■ What to work on
1. Duplicate, word for word, the passage of the article on GM's HHR from "Cowger says previously" to "planning, he says.".
2. Name the vehicles that a source in the article on GM's HHR lists as rivals in the HHR's segment, with the company or brand given for each.
3. Resume the article on GM's HHR with new text that follows on from its final paragraph.

#### Document segment ####

More stories related to 2005 Greater L.A. Auto Show LOS ANGELES – Call it a Chrysler PT Cruiser clone, call it late to the party, just don’t call it a guaranteed flop.

As media comparisons between General Motors Corp.’s new HHR and Chrysler Group’s successful PT Cruiser begin surfacing, top GM executives answer the criticism during the Greater L.A. Auto Show, where the HHR was unveiled. (See related story: Chevy Unveils HHR in LA)

“I would only say to that (PT comparison), it’s probably totally unavoidable when you’re only looking at static models,” GM North America President Gary Cowger tells Ward’s. “When you actually drive these things and you see the utility and the size and the interiors and the functionality and the versatility, I think those kinds of comparisons will go away.”

Cowger says previously forecast volumes of between 80,000-100,000 remain “reasonable.” Dealers say “we’re going to have broad appeal, because when you see the interior and you see the functionality and the versatility,” the buying proposition makes sense in the price range GM is planning, he says.

Other configurations could help HHR reach sales targets, a source says.

But don't expect all to be 4-door '49 Suburban look-alikes. The PT lineup, for example, includes a convertible and a high-performance version.

"The PT isn't the only rival in this segment," a source confides. "Honda (Motor Co. Ltd.) has the Element and Scion the xB wagon, so it's possible other HHR versions would be coming."

Bob Lutz, vice chairman-product development and overseer of PT Cruiser development during his days at Chrysler Corp., says the suggestion the HHR will fail because it is late to market is “silly.”

Lutz says reviews criticizing the HHR as a PT Cruiser that is three years late is “the height of stupidity.”

“Who the hell says there’s some magic period where you must absolutely introduce a heritage-derived vehicle for one of your brands?” he says. “Who says that three years ago was the right time to do it? Who says the PT Cruiser sucked up all the demand for small front-wheel-drive cars that draw on the corporate heritage for their definition?

“By that definition, the new Ford Mustang came to the party 40 years too late because that’s the last time they used that style.”

#### Dataset section ####

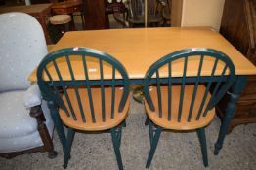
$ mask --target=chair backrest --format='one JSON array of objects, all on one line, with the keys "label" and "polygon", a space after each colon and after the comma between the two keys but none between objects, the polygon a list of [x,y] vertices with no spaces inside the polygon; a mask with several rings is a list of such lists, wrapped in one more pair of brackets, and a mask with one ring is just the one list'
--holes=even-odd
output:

####

■ Answers given
1.
Cowger says previously forecast volumes of between 80,000-100,000 remain “reasonable.” Dealers say “we’re going to have broad appeal, because when you see the interior and you see the functionality and the versatility,” the buying proposition makes sense in the price range GM is planning, he says.

2.
- PT Cruiser (Chrysler)
- Element (Honda)
- xB wagon (Scion)

3.
Much like the PT Cruiser, based on the Neon small-car chassis, the HHR is built off the Delta (Chevrolet Cobalt) platform to maximize volume and ensure GM’s small-car program is successful, Lutz says.

People will pay a premium for the HHR because it has minivan-like functionality, in a small and sensationally styled packaged, he says, which is the same formula employed under his leadership at Chrysler.

“There’s no reason the same formula won’t work again,” Lutz says.

He admits auto makers haven’t been successful in the past with trying to sell “small minivans” in the U.S. But that is where the styling comes in, he says.

“Small minivan is a bad word,” Lutz says. “Every time it’s been tried in the U.S., like the Nissan Access or the Mitsubishi Statesman, they’re always resounding flops. Because if people are going to carry the stigma of driving a family hauler, at least they want a big one that’s going to be functional.

“But the minute the you take a small a monocab package and disguise it as something different, such as a (miniaturized) ’49 Suburban in our case, all of the sudden they have the functionality with none of the stigma.”

Lutz derides publications suggesting market research on the HHR has failed to live up to the company’s initial expectations. The vehicle has passed through consumer clinics with flying colors and will fly off dealer lots with the same speed.

“Read my lips, the HHR marketed through Chevrolet dealerships and the price we’re going to sell it at, will be sensationally successful.”